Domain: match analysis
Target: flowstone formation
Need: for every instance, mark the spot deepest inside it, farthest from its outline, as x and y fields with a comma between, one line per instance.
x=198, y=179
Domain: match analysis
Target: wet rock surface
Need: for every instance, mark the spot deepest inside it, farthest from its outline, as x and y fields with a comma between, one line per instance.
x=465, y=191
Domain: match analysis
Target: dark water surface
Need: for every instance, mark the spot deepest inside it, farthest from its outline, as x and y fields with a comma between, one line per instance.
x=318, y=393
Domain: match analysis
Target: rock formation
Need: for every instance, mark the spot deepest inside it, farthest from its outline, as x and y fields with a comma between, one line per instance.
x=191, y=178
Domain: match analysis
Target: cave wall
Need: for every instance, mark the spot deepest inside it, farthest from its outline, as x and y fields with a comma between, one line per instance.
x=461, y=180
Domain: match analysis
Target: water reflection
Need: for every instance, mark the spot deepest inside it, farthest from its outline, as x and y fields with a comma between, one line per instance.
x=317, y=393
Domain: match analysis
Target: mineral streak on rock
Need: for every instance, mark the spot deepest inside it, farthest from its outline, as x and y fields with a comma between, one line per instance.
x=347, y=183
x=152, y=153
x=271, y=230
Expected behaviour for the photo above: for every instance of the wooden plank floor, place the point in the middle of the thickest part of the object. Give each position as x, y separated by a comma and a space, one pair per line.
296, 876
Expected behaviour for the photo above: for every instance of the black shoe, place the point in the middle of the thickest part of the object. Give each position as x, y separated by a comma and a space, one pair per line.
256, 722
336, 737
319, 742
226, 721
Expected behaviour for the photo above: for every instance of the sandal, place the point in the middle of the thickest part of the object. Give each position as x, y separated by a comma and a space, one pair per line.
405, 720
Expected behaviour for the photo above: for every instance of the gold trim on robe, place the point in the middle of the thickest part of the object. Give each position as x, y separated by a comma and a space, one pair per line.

⁂

## ASSIGNED TASK
Repeat every entry exactly. Nothing may be dropped.

## YOUR RESPONSE
Domain: match analysis
Target: flowstone formation
Need: for every instance, mark the spot deepest inside it, farthest from its outline, as x and y fields with a comma between, one line per instance.
x=198, y=179
Domain: match analysis
Target: wet rock surface
Need: for every instance, mark the spot deepest inside it, farthest from its outline, as x and y fields with a comma between, one line per instance.
x=465, y=191
Domain: match analysis
Target: dark water surface
Need: for every instance, mark the spot deepest inside it, farthest from its outline, as x and y fields with a comma between, one line per instance.
x=318, y=393
Domain: match analysis
Target: rock formation
Need: for every instance, mark the spot deepest inside it, farthest from its outline, as x and y fields with a comma between, one line per instance.
x=191, y=178
Domain: match analysis
Target: cave wall
Need: for every instance, mark the spot deepest inside it, farthest from its outline, as x and y fields with a comma between, one line per instance.
x=461, y=180
Domain: match analysis
Target: water reflection
Need: for every instance, mark the spot deepest inside it, farthest from its outline, as x and y fields with a comma between, one line per instance.
x=317, y=393
Domain: match analysis
Target: mineral streak on rock
Need: for every instance, mark the spot deepest inside it, farthest from its outline, as x and y fields with a comma between, one line per instance.
x=347, y=183
x=152, y=153
x=271, y=230
Expected behaviour for the photo above: for every instance of the wooden plank floor, place the point in the middle of the thickest part of the object. Give each position as x, y separated by a comma and a space, one pair per line.
296, 876
Expected behaviour for the photo above: for every instance of the black shoe, place the point in the middle of the thickest part of the object. Give each position as x, y separated by a comma and a space, one pair per line.
256, 722
336, 737
319, 742
226, 721
Expected behaviour for the photo above: for every instance of the sandal, place the point in the middle of the thickest part of the object. Give each position as x, y separated by a comma and a space, one pair per line.
405, 720
Expected behaviour for the photo above: for every instance of the gold trim on robe, place the point in the middle of the thickest part of the object. Give each position as x, y separated by a comma and a space, one pair per line.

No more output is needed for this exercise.